* Task *
Copy out the complete listing, word for word.
━━━━━ Data for the task
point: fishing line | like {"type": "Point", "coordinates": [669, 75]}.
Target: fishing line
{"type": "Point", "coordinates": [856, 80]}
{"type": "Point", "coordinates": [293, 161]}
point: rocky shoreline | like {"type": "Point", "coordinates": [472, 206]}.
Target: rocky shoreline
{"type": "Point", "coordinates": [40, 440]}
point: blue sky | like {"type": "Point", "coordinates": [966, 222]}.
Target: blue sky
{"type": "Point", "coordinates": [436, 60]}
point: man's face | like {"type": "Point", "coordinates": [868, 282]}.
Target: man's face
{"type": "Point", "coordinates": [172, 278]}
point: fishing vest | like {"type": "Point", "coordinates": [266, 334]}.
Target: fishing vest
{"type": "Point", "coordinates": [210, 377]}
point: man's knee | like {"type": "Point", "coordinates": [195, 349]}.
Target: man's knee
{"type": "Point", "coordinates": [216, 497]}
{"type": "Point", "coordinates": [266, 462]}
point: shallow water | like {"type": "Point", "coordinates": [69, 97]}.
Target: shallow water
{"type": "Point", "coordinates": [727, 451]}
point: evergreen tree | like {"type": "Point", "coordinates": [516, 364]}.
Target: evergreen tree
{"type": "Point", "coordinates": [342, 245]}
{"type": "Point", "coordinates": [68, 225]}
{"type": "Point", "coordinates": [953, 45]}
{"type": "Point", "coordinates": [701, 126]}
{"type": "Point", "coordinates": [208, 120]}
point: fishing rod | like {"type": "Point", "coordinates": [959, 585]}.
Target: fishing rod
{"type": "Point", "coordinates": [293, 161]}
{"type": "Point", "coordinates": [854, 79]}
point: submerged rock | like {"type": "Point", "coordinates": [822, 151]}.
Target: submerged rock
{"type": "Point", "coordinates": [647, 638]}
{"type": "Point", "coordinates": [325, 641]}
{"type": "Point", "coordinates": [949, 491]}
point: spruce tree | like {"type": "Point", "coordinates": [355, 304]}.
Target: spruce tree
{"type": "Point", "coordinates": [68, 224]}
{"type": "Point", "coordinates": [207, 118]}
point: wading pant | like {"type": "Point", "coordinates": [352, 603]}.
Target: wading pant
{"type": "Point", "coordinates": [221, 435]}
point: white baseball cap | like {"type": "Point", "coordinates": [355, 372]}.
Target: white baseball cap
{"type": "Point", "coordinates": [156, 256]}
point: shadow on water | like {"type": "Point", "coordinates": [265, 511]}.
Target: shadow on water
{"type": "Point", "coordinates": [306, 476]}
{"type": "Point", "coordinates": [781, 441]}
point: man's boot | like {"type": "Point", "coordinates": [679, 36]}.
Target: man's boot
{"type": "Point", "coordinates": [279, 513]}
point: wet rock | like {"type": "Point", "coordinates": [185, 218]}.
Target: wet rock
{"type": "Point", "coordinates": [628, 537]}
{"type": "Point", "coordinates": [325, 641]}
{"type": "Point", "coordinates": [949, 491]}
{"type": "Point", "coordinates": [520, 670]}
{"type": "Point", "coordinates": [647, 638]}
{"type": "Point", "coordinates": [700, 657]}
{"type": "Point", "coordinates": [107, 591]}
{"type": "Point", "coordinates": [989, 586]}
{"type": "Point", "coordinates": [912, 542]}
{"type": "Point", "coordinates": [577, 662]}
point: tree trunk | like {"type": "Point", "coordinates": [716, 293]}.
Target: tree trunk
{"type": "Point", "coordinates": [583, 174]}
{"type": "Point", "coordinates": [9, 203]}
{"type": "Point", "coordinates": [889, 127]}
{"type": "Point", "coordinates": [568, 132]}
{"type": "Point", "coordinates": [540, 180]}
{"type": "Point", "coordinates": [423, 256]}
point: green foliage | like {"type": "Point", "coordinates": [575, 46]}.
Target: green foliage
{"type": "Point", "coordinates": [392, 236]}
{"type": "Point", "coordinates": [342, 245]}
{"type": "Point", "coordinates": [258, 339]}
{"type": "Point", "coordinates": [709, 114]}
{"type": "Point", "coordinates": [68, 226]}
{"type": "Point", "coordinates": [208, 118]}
━━━━━━━━━━
* Finished answer *
point: fishing line | like {"type": "Point", "coordinates": [669, 75]}.
Target: fishing line
{"type": "Point", "coordinates": [856, 80]}
{"type": "Point", "coordinates": [293, 161]}
point: rocky shoreline | like {"type": "Point", "coordinates": [472, 206]}.
Target: rocky shoreline
{"type": "Point", "coordinates": [40, 440]}
point: blue sky | like {"type": "Point", "coordinates": [966, 222]}.
Target: blue sky
{"type": "Point", "coordinates": [436, 60]}
point: man's face | like {"type": "Point", "coordinates": [868, 282]}.
Target: man's face
{"type": "Point", "coordinates": [172, 278]}
point: fishing vest | like {"type": "Point", "coordinates": [266, 334]}.
Target: fishing vest
{"type": "Point", "coordinates": [210, 377]}
point: man's knee | like {"type": "Point", "coordinates": [195, 349]}.
Target: man's knee
{"type": "Point", "coordinates": [216, 497]}
{"type": "Point", "coordinates": [266, 462]}
point: shallow water | like {"type": "Point", "coordinates": [69, 97]}.
Target: shallow water
{"type": "Point", "coordinates": [727, 451]}
point: evergreen tree | like {"type": "Point", "coordinates": [516, 364]}.
Target: evergreen tree
{"type": "Point", "coordinates": [342, 245]}
{"type": "Point", "coordinates": [68, 225]}
{"type": "Point", "coordinates": [953, 45]}
{"type": "Point", "coordinates": [701, 126]}
{"type": "Point", "coordinates": [208, 120]}
point: fishing rod | like {"type": "Point", "coordinates": [959, 585]}.
Target: fishing rod
{"type": "Point", "coordinates": [293, 161]}
{"type": "Point", "coordinates": [854, 79]}
point: submerged rock | like {"type": "Point", "coordinates": [822, 151]}.
Target: submerged rock
{"type": "Point", "coordinates": [647, 638]}
{"type": "Point", "coordinates": [325, 641]}
{"type": "Point", "coordinates": [949, 491]}
point: spruce tree | like {"type": "Point", "coordinates": [355, 304]}.
Target: spruce tree
{"type": "Point", "coordinates": [68, 224]}
{"type": "Point", "coordinates": [207, 118]}
point: wading pant | like {"type": "Point", "coordinates": [352, 603]}.
Target: wading pant
{"type": "Point", "coordinates": [221, 435]}
point: white baseball cap | like {"type": "Point", "coordinates": [355, 372]}.
Target: white baseball cap
{"type": "Point", "coordinates": [156, 256]}
point: shadow on water | like {"type": "Point", "coordinates": [265, 511]}.
Target: shadow on water
{"type": "Point", "coordinates": [306, 476]}
{"type": "Point", "coordinates": [781, 441]}
point: man's boot | like {"type": "Point", "coordinates": [679, 36]}.
Target: man's boot
{"type": "Point", "coordinates": [279, 513]}
point: wet rock | like {"type": "Point", "coordinates": [185, 218]}.
Target: wet rock
{"type": "Point", "coordinates": [628, 537]}
{"type": "Point", "coordinates": [325, 641]}
{"type": "Point", "coordinates": [949, 491]}
{"type": "Point", "coordinates": [520, 670]}
{"type": "Point", "coordinates": [647, 638]}
{"type": "Point", "coordinates": [700, 657]}
{"type": "Point", "coordinates": [107, 591]}
{"type": "Point", "coordinates": [989, 586]}
{"type": "Point", "coordinates": [912, 542]}
{"type": "Point", "coordinates": [577, 662]}
point: tree trunk | like {"type": "Point", "coordinates": [716, 293]}.
Target: tree trunk
{"type": "Point", "coordinates": [583, 174]}
{"type": "Point", "coordinates": [9, 203]}
{"type": "Point", "coordinates": [889, 127]}
{"type": "Point", "coordinates": [568, 132]}
{"type": "Point", "coordinates": [540, 180]}
{"type": "Point", "coordinates": [423, 256]}
point: green foliage | like {"type": "Point", "coordinates": [575, 46]}.
Target: green foliage
{"type": "Point", "coordinates": [392, 236]}
{"type": "Point", "coordinates": [342, 245]}
{"type": "Point", "coordinates": [258, 339]}
{"type": "Point", "coordinates": [709, 114]}
{"type": "Point", "coordinates": [68, 226]}
{"type": "Point", "coordinates": [208, 118]}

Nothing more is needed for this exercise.